=== Saved entries ===
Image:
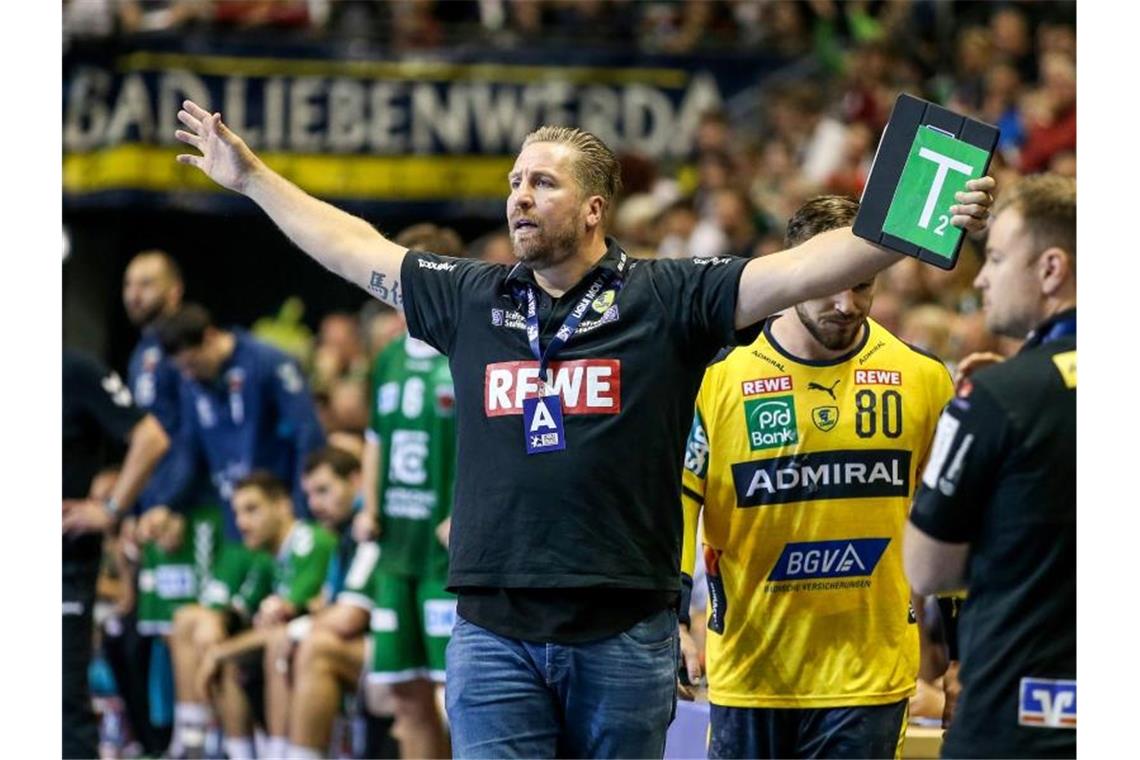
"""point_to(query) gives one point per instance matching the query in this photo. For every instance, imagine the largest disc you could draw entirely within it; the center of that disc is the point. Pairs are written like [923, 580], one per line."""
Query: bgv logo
[1047, 703]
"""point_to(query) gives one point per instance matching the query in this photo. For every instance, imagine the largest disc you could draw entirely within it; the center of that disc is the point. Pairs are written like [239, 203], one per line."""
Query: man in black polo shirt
[97, 409]
[575, 376]
[996, 511]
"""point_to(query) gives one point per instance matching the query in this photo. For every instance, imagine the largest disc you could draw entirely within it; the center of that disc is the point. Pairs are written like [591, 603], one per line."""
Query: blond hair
[595, 168]
[1048, 207]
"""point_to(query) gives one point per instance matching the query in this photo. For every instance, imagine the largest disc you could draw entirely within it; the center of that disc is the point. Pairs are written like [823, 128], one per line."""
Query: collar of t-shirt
[522, 274]
[241, 337]
[1057, 326]
[417, 349]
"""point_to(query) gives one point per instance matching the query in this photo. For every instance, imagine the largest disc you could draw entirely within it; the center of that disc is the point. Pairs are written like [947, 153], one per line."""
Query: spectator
[1051, 122]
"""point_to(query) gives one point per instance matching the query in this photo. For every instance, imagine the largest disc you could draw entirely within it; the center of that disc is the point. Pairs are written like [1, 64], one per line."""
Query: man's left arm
[310, 570]
[958, 482]
[835, 261]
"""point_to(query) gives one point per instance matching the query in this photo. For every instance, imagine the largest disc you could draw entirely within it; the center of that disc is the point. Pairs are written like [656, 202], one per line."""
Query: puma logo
[829, 391]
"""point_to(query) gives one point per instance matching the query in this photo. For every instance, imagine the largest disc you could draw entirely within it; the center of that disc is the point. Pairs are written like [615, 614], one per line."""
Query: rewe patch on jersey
[878, 377]
[845, 474]
[1047, 703]
[843, 558]
[586, 386]
[766, 385]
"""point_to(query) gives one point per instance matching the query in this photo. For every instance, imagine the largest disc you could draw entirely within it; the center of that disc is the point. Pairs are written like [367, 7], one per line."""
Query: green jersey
[413, 421]
[295, 574]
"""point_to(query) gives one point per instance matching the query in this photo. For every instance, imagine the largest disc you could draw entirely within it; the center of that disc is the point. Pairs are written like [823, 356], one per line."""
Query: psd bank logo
[1047, 703]
[844, 558]
[771, 422]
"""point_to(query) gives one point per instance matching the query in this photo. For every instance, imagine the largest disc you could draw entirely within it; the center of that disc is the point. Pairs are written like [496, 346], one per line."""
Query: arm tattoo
[387, 293]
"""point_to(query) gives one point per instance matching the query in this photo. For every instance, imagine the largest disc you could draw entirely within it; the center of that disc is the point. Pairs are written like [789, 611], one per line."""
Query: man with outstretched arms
[575, 375]
[801, 460]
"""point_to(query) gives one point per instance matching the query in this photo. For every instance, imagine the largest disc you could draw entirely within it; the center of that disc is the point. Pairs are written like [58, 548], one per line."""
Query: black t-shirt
[98, 418]
[603, 513]
[1002, 477]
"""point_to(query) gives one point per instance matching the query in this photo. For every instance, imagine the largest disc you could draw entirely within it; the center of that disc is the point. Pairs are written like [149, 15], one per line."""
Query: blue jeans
[609, 699]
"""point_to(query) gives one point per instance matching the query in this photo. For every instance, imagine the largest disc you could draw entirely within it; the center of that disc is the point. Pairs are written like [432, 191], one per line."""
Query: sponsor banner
[845, 474]
[586, 386]
[440, 128]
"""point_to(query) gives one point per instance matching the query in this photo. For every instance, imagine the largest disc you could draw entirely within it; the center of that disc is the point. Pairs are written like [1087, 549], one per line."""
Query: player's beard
[830, 334]
[547, 246]
[145, 316]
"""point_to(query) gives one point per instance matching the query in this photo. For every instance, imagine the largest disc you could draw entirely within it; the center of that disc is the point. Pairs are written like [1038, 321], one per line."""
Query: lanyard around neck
[603, 278]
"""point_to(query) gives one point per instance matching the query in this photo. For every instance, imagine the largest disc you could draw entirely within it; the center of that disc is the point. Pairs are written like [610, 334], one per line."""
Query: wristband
[685, 601]
[114, 509]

=== What the task asks ===
Take the line above containing "[432, 191], one", the line containing "[1087, 549], one", and all lines in between, and copy them exactly without anything else.

=== Exercise result ===
"""point_to(query) gives one point per instance matching the query in this photo. For every instance, imagine the largest disc you could draw entirely within it; the center of that disc is the point. Pairs are written like [432, 191], one per line."""
Query: sponsor banner
[845, 474]
[586, 386]
[440, 128]
"""point_to(query) gives one point per instance matching the query in this photo. For every instance, imagine the largest disc you could draw entirely within it; the center of that disc is the point. Pairs are written like [1087, 549], one per line."""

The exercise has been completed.